Despite all these precautions, Afars are often malnourished. Their nomadic traditions fiercely discourage them from settling down, but many have grown desperate enough to start rearing maize as well as cows and camels. Most years, these “agro-pastoralists” have enough to eat, but this year even they are suffering.
“All our cows died, and the ground is too dry to grow maize,” says Muhammad Oumar, a skinny father of four, squatting in the dust by a treeful of yellow orioles. Hunger has not yet turned to starvation in his village; the villagers hike 20km (12 miles) to Assaita, the nearest town, to sell woven mats or firewood and buy flour. But there is not enough to go around, and malnutrition has made many vulnerable to disease.
Children have no milk, and must make do instead with a thin porridge made from teff, an indigenous grain. The 15 households in Mr Oumar's village look after 20 orphans between them. In another nearby village of 100 homes, 13 people have perished in the past month, according to Muhammad Hassan, a peasant with sunken, cavernous cheeks. “We need food,” he says, “or we're going to die.”
The immediate cause of Ethiopia's food crisis is the weather. But political factors play a role, too. After Ethiopians shook off their Marxist overlords in 1991, food production rose steadily. But between 1998 and 2000, a pointless war with neighbouring Eritrea stymied progress.
========
• **Exercise goal**: Return the part of the Afar hunger passage above starting with "Children have no" and going on through "Eritrea stymied progress.", copied word for word.
========
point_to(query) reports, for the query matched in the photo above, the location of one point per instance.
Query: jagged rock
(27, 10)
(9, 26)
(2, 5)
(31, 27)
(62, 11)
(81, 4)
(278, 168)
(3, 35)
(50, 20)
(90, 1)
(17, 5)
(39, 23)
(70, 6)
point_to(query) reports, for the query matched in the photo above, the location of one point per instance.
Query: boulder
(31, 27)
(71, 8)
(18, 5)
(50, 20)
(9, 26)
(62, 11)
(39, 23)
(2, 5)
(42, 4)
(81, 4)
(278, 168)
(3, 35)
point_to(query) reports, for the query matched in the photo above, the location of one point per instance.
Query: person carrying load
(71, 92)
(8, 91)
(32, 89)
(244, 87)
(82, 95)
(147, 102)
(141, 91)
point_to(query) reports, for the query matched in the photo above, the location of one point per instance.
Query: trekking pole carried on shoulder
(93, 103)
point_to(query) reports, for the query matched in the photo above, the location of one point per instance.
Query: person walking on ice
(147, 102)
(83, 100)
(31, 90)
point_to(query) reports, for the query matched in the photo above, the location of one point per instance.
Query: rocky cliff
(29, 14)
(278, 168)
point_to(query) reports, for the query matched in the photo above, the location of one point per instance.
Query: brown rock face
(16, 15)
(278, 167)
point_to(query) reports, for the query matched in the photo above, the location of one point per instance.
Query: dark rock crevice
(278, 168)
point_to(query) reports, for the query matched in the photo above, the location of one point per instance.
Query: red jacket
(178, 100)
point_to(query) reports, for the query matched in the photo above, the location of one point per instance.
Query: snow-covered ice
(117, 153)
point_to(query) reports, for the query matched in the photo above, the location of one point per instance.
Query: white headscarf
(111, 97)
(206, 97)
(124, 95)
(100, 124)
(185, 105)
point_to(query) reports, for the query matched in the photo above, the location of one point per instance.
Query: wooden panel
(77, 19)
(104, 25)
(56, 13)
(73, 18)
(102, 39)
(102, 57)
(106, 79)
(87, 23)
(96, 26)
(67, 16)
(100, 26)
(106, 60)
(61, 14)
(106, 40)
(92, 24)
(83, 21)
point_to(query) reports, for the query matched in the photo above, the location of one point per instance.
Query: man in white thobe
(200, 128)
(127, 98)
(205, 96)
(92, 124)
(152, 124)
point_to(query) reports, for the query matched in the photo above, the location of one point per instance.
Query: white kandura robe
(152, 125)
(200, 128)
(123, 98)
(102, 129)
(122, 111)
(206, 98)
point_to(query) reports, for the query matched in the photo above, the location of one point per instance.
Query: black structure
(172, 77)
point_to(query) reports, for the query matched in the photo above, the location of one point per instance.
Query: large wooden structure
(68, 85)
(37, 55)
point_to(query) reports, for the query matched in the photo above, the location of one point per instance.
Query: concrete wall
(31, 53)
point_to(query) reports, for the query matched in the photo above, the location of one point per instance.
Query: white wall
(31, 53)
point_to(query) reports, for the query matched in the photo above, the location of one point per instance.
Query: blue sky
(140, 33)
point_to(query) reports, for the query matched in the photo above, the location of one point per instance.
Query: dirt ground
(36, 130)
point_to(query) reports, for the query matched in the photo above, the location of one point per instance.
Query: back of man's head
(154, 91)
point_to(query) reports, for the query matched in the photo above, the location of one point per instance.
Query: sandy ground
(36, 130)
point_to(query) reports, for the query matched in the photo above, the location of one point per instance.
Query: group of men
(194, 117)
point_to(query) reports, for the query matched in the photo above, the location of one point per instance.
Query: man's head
========
• **Solution to the problem**:
Children have no milk, and must make do instead with a thin porridge made from teff, an indigenous grain. The 15 households in Mr Oumar's village look after 20 orphans between them. In another nearby village of 100 homes, 13 people have perished in the past month, according to Muhammad Hassan, a peasant with sunken, cavernous cheeks. “We need food,” he says, “or we're going to die.”
The immediate cause of Ethiopia's food crisis is the weather. But political factors play a role, too. After Ethiopians shook off their Marxist overlords in 1991, food production rose steadily. But between 1998 and 2000, a pointless war with neighbouring Eritrea stymied progress.